>> START

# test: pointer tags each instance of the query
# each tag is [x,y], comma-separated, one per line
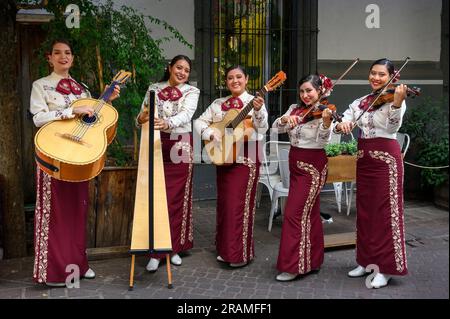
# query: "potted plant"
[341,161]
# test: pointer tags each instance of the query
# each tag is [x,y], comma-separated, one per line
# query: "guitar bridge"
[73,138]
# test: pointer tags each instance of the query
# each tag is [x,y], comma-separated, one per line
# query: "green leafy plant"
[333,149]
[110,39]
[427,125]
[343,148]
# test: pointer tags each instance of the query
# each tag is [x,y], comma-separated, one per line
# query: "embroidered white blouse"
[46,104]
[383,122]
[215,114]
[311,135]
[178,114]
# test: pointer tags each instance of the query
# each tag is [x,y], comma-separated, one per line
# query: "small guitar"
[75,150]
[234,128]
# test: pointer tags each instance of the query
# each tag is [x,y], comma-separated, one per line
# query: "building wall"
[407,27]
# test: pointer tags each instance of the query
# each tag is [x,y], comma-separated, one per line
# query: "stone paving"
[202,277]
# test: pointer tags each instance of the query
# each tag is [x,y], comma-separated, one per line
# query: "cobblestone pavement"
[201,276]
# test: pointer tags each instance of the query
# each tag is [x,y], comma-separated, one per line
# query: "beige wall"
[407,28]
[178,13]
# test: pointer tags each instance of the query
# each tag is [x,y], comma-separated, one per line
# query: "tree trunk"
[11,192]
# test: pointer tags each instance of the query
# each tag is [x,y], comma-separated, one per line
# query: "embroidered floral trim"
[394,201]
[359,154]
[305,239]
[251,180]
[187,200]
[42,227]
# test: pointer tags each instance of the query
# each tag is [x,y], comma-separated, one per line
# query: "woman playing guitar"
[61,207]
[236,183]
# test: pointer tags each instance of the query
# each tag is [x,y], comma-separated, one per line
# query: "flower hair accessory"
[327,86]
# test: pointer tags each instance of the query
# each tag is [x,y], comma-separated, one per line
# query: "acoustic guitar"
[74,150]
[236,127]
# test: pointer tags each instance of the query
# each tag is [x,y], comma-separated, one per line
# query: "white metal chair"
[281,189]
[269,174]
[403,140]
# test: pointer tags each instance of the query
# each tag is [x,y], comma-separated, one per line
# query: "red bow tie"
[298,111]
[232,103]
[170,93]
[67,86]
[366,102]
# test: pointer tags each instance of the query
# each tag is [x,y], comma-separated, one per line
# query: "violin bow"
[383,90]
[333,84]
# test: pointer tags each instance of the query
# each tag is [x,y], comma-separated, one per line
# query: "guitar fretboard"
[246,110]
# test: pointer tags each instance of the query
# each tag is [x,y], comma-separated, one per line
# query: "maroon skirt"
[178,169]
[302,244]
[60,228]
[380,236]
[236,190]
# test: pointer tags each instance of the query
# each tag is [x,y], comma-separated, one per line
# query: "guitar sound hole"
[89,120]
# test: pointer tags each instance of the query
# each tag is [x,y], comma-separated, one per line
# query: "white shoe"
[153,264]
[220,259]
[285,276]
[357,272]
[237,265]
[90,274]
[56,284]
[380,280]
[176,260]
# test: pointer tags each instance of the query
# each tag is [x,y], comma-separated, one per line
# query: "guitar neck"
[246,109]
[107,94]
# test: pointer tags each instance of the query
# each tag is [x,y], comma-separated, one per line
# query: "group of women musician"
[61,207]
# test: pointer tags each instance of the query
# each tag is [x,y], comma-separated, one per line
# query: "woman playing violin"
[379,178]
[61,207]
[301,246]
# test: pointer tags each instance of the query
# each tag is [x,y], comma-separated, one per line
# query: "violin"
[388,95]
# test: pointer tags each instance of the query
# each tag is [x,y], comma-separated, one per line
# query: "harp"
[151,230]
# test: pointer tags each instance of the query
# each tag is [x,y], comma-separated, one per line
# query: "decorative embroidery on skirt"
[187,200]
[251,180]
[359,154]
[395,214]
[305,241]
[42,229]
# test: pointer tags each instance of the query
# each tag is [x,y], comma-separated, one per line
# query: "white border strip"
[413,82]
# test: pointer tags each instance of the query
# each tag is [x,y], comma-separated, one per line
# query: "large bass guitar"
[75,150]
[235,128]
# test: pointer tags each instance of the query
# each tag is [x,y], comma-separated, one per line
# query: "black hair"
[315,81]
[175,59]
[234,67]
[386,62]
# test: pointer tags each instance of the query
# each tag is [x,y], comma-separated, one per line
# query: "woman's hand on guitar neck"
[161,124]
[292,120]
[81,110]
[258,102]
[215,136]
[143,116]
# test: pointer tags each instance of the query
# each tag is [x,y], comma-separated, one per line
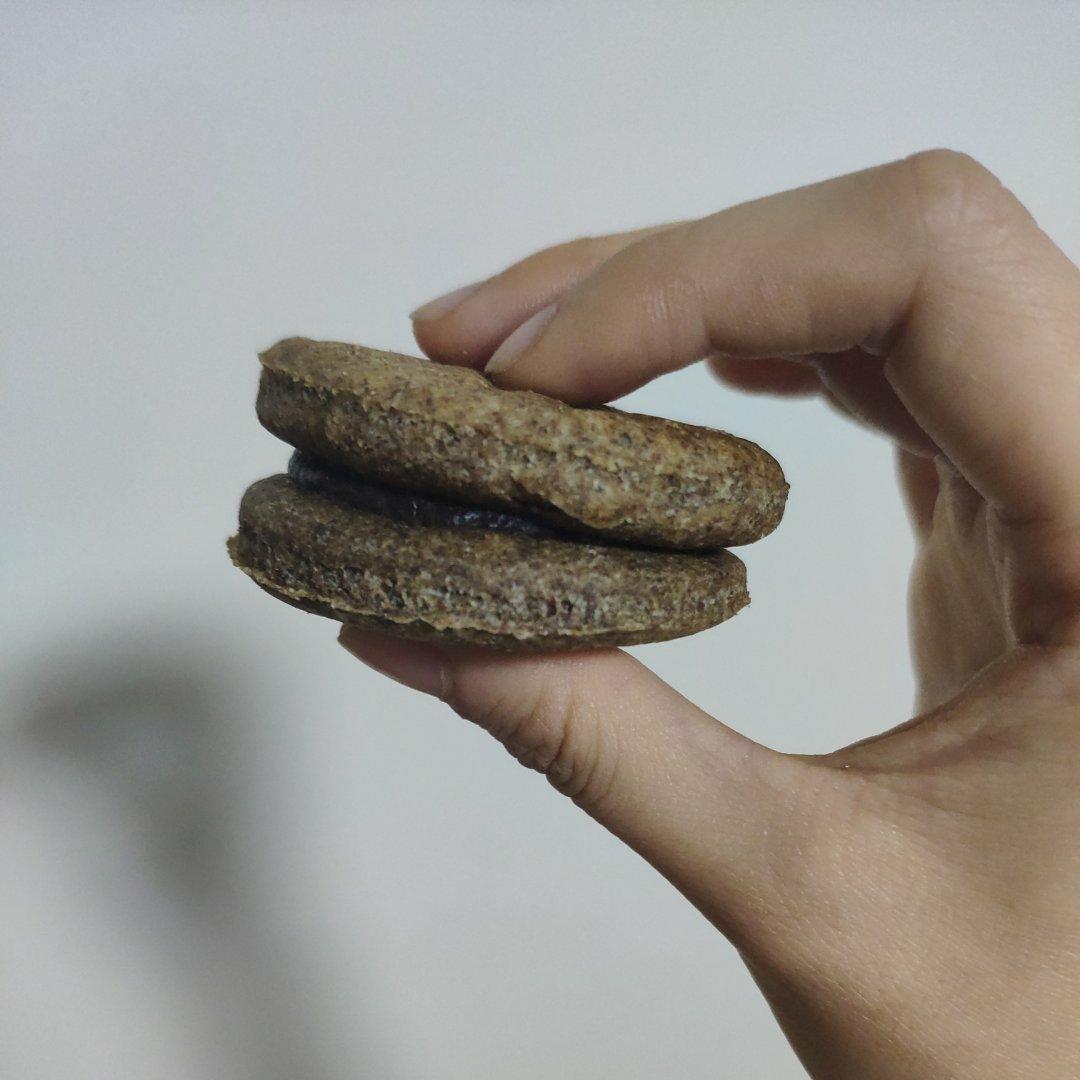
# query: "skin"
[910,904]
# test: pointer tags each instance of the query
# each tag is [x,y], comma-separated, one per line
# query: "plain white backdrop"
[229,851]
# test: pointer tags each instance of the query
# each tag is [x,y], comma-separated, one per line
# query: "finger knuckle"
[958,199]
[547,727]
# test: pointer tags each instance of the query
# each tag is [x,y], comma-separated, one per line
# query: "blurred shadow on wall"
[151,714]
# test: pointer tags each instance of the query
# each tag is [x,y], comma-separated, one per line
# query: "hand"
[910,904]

>> END
>> START

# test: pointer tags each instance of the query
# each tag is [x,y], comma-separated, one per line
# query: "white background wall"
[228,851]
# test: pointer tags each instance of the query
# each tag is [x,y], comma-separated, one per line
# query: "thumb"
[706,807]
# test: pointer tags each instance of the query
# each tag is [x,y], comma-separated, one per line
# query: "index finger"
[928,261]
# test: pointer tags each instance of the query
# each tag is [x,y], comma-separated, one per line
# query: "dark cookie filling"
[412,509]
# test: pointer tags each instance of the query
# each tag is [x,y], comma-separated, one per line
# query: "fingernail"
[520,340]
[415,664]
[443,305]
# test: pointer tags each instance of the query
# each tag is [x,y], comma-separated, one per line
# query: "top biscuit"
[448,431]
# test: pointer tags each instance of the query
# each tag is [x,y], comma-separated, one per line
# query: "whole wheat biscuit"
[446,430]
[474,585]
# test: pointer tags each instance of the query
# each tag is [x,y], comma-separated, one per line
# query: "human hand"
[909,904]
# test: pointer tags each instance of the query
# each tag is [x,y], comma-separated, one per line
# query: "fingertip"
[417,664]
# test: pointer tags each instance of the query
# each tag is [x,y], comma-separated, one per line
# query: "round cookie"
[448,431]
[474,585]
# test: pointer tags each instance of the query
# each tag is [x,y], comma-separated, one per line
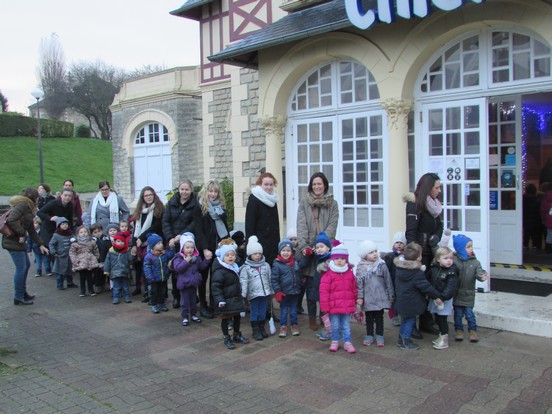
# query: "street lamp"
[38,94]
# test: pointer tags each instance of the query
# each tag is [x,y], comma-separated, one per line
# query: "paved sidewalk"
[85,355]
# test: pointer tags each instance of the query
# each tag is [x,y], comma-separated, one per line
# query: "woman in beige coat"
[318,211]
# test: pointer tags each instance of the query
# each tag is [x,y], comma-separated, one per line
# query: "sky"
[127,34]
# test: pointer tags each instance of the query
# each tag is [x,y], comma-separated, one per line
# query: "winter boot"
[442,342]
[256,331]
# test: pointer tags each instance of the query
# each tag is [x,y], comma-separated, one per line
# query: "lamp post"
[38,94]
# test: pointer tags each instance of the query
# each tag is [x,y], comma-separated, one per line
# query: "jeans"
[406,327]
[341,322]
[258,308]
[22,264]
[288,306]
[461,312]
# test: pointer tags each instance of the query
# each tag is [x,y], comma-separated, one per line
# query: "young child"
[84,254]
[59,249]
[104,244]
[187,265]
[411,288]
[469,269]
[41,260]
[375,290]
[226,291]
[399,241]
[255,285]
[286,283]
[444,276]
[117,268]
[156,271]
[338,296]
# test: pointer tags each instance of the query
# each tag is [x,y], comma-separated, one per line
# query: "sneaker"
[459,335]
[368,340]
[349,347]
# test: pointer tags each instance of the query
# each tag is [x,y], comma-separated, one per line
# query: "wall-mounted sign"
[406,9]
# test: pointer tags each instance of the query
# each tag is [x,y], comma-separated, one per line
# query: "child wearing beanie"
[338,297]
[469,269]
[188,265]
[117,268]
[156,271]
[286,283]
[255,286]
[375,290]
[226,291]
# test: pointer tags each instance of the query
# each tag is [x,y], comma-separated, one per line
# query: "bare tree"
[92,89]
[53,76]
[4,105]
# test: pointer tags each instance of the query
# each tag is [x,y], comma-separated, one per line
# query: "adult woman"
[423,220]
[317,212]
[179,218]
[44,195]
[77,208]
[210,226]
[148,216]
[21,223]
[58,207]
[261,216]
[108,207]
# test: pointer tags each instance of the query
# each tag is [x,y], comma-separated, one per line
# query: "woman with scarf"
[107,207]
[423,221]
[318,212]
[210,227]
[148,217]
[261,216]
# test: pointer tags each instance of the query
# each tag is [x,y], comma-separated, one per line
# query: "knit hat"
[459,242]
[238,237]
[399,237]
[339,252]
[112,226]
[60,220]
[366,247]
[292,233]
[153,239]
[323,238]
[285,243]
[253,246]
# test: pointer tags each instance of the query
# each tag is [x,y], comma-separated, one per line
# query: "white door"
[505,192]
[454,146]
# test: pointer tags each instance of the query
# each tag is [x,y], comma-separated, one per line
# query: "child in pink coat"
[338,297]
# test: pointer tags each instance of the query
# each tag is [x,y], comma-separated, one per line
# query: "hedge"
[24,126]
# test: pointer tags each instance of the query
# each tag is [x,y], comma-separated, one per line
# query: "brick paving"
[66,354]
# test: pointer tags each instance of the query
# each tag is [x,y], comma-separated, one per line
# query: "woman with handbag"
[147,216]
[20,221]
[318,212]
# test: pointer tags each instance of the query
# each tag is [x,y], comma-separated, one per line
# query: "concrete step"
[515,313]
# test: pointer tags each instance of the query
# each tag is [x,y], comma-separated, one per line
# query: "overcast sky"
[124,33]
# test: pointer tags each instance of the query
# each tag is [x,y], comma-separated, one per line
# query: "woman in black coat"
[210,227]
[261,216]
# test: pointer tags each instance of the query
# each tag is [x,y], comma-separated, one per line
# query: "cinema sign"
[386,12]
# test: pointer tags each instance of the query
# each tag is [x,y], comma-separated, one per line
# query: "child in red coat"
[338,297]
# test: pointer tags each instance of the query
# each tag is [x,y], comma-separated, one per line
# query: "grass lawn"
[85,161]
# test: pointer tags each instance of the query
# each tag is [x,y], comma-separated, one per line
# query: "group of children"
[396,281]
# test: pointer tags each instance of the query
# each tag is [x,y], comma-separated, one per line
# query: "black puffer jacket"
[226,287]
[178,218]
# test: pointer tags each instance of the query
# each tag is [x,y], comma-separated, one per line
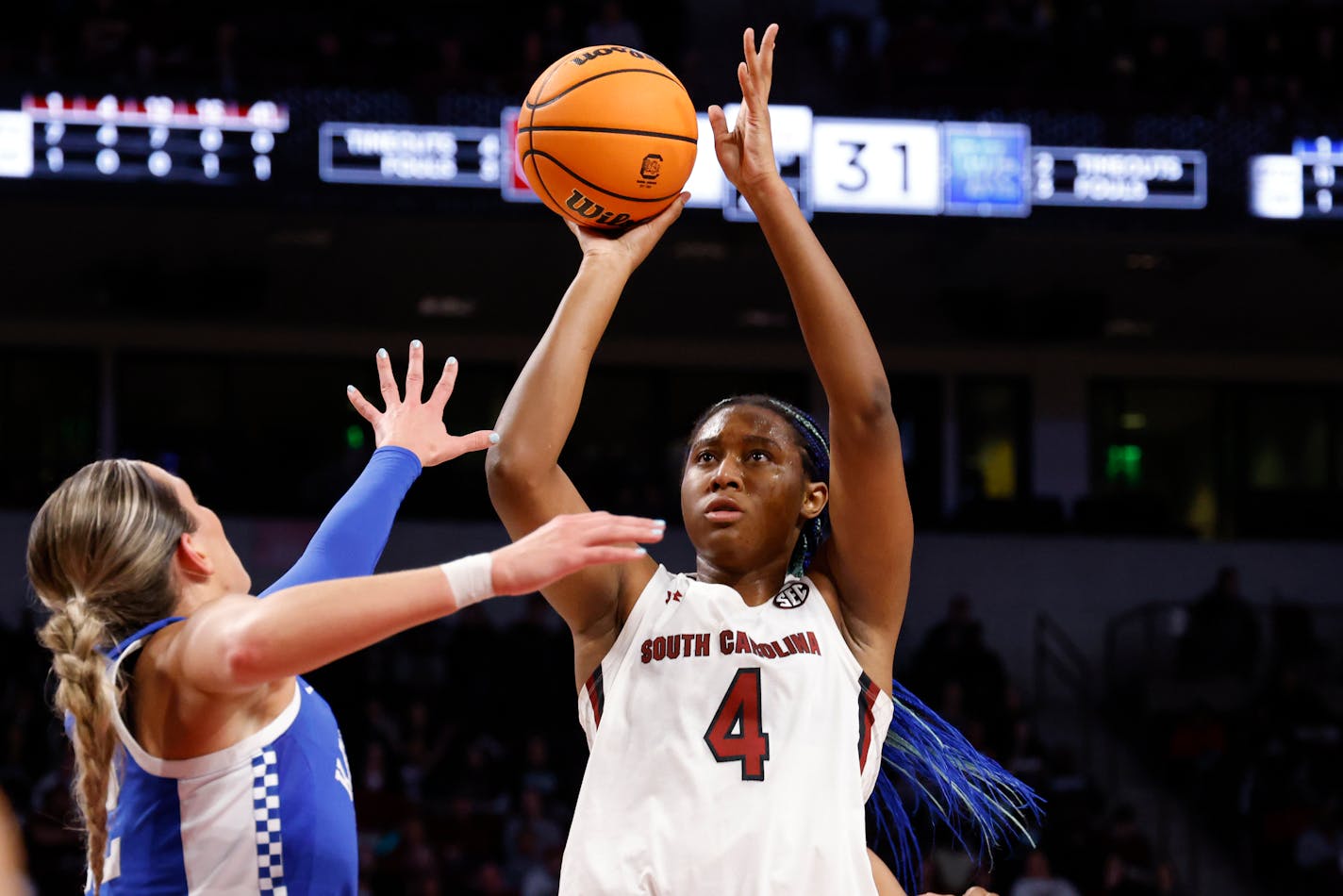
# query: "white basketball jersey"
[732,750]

>> END
>> START

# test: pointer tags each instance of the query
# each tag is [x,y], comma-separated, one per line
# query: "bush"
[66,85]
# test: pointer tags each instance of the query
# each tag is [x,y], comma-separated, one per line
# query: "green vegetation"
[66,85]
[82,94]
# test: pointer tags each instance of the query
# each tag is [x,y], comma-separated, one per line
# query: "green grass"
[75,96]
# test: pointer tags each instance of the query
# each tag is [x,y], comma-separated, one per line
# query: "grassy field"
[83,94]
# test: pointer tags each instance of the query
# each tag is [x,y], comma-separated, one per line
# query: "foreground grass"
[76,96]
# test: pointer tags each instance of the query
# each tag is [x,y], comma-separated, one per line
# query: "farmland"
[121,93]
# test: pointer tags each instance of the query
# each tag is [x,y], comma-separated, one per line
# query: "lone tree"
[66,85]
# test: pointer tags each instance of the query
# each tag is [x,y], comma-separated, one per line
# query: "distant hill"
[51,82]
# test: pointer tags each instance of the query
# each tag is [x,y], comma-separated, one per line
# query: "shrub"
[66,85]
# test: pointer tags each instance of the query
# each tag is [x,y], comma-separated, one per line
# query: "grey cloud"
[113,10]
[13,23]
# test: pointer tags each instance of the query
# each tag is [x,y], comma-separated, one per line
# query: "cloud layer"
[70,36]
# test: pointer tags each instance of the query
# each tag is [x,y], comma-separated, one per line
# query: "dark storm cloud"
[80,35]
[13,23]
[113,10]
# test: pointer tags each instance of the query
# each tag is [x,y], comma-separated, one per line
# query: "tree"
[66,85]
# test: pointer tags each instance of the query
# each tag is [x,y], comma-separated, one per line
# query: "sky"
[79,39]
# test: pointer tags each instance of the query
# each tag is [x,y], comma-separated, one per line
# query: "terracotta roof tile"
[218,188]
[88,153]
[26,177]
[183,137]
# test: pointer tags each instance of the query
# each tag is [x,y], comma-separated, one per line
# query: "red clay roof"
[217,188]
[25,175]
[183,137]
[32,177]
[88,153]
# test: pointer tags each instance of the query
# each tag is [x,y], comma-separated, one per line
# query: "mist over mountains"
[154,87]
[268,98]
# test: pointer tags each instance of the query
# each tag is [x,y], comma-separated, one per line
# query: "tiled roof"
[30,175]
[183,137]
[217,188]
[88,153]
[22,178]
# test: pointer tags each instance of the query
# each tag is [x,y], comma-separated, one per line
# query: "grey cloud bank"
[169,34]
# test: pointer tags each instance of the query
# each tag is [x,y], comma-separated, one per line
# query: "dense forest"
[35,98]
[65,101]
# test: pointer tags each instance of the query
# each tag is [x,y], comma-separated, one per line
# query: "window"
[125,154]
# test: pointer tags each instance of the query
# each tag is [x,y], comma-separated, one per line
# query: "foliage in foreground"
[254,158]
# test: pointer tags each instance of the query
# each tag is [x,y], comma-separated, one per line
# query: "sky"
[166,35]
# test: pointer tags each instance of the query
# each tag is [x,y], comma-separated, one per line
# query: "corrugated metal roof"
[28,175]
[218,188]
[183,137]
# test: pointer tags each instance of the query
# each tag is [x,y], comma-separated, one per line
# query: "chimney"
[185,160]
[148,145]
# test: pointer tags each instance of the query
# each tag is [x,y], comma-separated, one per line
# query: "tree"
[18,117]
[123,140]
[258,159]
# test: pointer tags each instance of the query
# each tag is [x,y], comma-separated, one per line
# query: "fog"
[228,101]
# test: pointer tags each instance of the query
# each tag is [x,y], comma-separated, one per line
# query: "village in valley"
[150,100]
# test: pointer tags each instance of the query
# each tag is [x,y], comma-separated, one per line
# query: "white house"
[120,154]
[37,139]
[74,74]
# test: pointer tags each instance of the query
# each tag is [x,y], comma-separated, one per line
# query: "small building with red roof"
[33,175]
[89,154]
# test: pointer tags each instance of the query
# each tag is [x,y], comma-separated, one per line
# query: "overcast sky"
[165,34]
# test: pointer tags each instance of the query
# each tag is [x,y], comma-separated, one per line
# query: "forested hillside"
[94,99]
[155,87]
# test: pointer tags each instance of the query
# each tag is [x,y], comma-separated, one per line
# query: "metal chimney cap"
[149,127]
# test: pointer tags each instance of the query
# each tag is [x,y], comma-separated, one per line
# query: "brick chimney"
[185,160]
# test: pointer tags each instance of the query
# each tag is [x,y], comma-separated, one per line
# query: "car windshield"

>> END

**OBJECTIVE**
Pick out every line of the records that contains the word "biscuit", treating uppercase and lowercase as different.

**REPLY TO THE TASK**
# query: "top biscuit"
# query: "whole wheat biscuit"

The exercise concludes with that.